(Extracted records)

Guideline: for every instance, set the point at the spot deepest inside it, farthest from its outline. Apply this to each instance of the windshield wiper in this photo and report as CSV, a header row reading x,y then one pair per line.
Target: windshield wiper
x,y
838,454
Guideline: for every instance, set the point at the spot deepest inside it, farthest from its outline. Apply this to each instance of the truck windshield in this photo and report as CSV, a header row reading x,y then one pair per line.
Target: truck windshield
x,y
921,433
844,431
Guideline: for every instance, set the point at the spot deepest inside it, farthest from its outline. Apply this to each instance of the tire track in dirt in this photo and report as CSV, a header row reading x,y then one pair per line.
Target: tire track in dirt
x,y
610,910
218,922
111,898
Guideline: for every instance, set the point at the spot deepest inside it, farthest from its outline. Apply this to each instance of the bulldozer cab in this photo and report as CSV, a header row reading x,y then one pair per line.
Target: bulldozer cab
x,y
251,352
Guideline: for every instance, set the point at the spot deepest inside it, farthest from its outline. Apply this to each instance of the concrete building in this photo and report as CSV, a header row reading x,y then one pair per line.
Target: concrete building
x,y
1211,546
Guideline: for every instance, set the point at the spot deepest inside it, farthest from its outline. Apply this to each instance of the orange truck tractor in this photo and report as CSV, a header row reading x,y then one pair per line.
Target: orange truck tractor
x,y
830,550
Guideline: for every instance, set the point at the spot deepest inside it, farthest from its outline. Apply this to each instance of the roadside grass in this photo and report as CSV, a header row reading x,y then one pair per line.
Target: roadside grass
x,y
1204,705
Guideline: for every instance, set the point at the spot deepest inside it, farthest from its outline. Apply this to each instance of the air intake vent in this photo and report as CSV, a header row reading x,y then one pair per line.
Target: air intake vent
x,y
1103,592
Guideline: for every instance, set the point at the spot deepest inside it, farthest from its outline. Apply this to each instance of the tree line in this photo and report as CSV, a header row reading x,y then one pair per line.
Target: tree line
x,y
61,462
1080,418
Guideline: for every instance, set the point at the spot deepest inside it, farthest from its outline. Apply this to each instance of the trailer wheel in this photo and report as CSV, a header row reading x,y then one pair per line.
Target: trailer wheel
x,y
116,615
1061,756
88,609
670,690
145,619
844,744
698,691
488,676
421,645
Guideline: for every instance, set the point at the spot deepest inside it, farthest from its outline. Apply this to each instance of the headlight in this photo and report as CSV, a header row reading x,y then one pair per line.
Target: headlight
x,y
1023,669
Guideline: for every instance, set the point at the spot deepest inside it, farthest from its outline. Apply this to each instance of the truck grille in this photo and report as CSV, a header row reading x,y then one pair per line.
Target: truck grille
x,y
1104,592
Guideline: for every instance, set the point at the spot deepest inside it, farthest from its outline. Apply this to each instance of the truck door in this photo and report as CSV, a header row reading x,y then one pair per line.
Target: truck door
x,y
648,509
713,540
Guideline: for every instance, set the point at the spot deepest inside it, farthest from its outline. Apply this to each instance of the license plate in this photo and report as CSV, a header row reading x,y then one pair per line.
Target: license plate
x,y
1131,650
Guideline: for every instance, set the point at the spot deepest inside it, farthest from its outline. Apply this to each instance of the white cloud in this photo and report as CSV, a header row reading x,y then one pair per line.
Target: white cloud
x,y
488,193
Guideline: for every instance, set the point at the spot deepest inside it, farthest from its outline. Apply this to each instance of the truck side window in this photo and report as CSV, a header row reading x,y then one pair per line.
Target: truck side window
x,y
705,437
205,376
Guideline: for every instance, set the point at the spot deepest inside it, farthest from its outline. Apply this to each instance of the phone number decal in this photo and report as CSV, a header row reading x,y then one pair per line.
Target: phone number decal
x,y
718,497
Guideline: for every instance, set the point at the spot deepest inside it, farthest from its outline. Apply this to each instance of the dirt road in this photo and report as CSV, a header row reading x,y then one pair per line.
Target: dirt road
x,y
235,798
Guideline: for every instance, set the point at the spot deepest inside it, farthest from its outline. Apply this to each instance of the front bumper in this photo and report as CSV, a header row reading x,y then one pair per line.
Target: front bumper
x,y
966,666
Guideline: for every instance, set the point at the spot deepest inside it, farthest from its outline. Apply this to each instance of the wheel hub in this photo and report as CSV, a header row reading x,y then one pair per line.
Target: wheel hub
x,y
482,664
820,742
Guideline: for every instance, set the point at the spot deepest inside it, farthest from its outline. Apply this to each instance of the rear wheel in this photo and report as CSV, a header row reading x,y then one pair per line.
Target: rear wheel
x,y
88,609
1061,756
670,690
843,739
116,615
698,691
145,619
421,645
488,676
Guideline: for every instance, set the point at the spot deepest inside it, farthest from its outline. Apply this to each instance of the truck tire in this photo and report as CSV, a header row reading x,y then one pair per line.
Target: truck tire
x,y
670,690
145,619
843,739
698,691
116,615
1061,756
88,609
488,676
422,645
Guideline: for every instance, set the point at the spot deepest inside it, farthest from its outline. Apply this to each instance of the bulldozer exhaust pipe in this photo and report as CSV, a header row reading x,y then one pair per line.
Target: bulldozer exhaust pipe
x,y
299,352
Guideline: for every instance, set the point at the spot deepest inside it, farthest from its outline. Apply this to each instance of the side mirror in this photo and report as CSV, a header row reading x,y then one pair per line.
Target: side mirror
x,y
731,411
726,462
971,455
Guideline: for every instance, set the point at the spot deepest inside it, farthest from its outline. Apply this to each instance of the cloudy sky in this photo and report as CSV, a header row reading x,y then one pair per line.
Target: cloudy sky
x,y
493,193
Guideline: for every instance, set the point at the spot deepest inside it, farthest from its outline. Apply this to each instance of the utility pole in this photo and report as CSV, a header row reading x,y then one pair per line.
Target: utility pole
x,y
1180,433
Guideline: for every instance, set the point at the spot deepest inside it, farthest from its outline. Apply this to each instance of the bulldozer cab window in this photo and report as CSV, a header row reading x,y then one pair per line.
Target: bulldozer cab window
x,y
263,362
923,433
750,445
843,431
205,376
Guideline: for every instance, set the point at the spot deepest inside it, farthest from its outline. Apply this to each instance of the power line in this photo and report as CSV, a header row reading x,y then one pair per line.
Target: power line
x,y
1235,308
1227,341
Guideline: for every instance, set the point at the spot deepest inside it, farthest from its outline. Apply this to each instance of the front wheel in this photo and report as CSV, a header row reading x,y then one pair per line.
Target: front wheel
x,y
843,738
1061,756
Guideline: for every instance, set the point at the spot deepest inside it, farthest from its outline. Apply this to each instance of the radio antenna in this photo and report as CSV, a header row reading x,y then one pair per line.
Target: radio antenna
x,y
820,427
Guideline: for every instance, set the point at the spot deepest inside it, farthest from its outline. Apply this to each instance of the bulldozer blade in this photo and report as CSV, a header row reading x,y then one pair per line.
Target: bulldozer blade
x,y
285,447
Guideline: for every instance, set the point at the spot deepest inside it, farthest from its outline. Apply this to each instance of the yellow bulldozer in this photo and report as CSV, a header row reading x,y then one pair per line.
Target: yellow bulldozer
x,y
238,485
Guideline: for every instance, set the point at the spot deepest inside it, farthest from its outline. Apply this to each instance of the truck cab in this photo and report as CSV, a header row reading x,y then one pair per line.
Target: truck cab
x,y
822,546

To be done
Output the line that contains "the bulldozer blade", followed by every later line in the listing, with no line omitted and none added.

The solution
Guideline: for every instance, set the point at the spot deepest inside it, farthest from its outline. Apply this to each instance of the bulldozer blade in this photo and report as CSV, a header row reading x,y then one pair per line.
Target: bulldozer blade
x,y
285,447
Guideline: for every instance, set the point at the spot deepest inside it, farthest from its outline. Apply this to each instance of the yellow bulldozer in this photo and report as CSV, a header row reading x,y then one pair per line.
Target: yellow bulldozer
x,y
238,485
Guideline: for every instance, set the point at the spot deepest inside it, farthest from its outline. Apply this to each instance of the truck cab in this photo and report as CSV, a header row reading x,y then one pair per line.
Target: truck cab
x,y
822,546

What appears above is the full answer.